• **Given problem**:
Update the part of the TAG participation email starting with "[SZ] I am confused" and going on through "of their term.", changing "flexibility" to "latitude".

• **Source passage**:
-=-=-=-=-
RE: Suggested response to the Yandex "cannot iive with loosening of TAG participation requiremens"

Comments inline below
Steve Zilles

> -----Original Message-----
> From: Daniel Glazman [mailto:daniel.glazman@disruptive-innovations.com]
> Sent: Monday, April 13, 2015 9:41 AM
> To: public-w3process@w3.org
> Subject: Re: Suggested response to the Yandex "cannot iive with loosening of
> TAG participation requiremens"
> 
> On 13/04/15 17:36, David Singer wrote:
> 
> > What we wanted was that if someone changed allegiance, we (a) did not
> force a special election but (b) any >1 seat count for their employer would last
> no longer than until the next election. How the company resolves this -
> resignation, who resigns, when, term endings, etc. - is up to them.
> 
> "we"? Who's that "we"? Not me.
[SZ] I believe the "we" was the majority position in the discussion of this issue last fall. The position that led to a Call for Consensus on the text that is in the current Process 2015 Draft. 
> 
> Speak for yourself, Dave. It was never my goal and I think I'm the one who
> originally started all this discussion on the election after Alex's issue. My goal
> is to avoid a forced resignation, that I find a scandal and have always found a
> scandal. Read it again: a scandal.
> 
> The prose says the issue should be solved before the election. 
[SZ] I am confused by your reading of the prose, assuming that you mean the text of the proposed change to TAG participation. That text says, " At the completion of the next regularly scheduled election for the TAG" not prior to it. That was done to allow flexibility in the way a conflict (more than one participant from a single organization) was handled and to allow all participants to complete at least a year of their term.
-=-=-=-=-
Records excerpted from a collection

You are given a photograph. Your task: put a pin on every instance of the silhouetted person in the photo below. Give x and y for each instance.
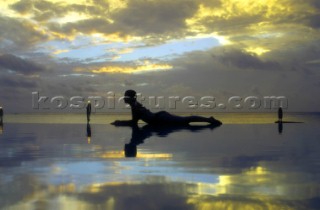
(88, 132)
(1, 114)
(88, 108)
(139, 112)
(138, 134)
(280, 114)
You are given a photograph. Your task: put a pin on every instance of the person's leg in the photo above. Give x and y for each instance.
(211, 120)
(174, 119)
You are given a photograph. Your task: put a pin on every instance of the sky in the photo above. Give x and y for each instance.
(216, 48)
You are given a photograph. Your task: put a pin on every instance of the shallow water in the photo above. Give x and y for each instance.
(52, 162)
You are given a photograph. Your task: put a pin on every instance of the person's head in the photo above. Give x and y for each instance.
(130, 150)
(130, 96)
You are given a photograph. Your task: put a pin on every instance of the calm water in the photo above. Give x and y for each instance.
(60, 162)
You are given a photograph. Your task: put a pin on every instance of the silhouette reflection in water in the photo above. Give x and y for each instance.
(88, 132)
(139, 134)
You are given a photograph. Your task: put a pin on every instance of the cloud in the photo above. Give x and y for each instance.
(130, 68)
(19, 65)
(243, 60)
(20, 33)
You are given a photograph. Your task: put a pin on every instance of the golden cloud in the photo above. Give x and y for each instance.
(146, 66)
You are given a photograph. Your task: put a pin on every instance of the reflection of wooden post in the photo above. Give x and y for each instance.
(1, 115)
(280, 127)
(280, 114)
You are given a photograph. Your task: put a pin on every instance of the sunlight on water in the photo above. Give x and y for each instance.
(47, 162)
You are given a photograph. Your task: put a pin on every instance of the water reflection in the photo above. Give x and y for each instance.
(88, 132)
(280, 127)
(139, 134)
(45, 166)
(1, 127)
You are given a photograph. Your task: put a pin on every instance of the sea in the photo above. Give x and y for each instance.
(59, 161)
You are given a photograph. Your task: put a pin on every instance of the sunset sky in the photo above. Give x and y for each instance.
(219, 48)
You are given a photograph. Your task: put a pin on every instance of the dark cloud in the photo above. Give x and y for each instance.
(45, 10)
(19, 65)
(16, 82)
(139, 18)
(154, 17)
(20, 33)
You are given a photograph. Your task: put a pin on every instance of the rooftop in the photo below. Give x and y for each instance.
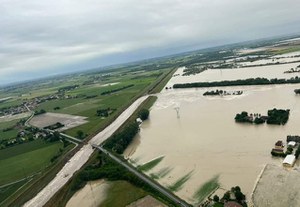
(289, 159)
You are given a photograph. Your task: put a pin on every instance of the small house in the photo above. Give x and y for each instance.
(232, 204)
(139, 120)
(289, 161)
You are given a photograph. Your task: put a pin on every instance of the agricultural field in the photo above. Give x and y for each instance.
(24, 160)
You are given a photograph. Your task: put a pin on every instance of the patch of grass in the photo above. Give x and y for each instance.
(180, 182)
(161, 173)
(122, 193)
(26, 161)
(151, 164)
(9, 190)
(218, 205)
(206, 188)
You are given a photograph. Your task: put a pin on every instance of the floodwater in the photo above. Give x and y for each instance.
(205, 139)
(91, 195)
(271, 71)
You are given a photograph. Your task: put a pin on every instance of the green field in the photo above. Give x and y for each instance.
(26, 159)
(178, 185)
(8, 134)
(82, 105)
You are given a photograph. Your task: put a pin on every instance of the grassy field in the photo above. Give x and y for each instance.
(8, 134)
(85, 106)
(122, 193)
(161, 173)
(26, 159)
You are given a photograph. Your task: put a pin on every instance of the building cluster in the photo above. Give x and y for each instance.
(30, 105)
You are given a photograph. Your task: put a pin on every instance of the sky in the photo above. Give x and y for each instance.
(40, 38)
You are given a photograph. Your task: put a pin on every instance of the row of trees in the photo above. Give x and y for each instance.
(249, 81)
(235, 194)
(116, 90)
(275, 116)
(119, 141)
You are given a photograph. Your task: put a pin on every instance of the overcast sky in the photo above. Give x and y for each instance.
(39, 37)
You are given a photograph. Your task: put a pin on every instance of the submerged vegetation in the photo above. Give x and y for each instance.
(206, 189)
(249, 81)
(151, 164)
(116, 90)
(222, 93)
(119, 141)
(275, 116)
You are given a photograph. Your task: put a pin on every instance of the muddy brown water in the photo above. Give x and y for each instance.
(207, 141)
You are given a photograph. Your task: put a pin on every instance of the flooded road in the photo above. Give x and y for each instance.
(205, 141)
-=-=-=-=-
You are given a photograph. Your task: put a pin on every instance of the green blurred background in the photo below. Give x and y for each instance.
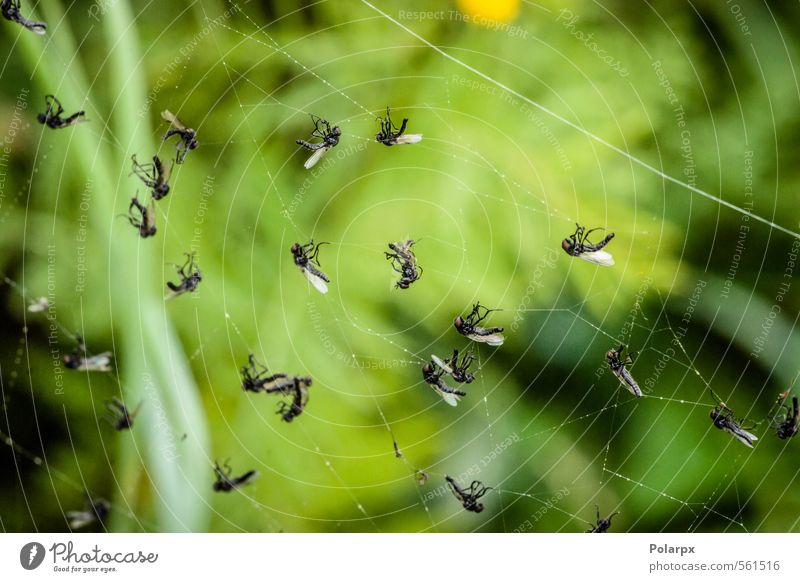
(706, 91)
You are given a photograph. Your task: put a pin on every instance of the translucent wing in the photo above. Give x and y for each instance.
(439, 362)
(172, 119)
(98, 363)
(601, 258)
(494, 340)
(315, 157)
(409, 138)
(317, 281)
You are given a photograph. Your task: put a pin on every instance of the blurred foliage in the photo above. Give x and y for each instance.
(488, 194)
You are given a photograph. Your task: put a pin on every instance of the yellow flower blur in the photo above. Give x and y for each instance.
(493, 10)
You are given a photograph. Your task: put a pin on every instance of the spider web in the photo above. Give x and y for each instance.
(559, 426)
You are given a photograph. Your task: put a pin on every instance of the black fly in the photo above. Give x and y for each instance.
-=-=-=-=-
• **Written solution**:
[SZ] I am confused by your reading of the prose, assuming that you mean the text of the proposed change to TAG participation. That text says, " At the completion of the next regularly scheduled election for the TAG" not prior to it. That was done to allow latitude in the way a conflict (more than one participant from a single organization) was handled and to allow all participants to complete at least a year of their term.